- [Exercise data]
------

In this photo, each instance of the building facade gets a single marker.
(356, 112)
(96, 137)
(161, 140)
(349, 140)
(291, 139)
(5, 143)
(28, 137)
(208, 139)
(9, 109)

------

Your reply should repeat the entire listing, word for word and complete.

- [Answer below]
In this photo, each instance of the building facade gets a single marker.
(356, 112)
(96, 137)
(161, 140)
(349, 140)
(291, 139)
(5, 143)
(28, 137)
(208, 139)
(9, 109)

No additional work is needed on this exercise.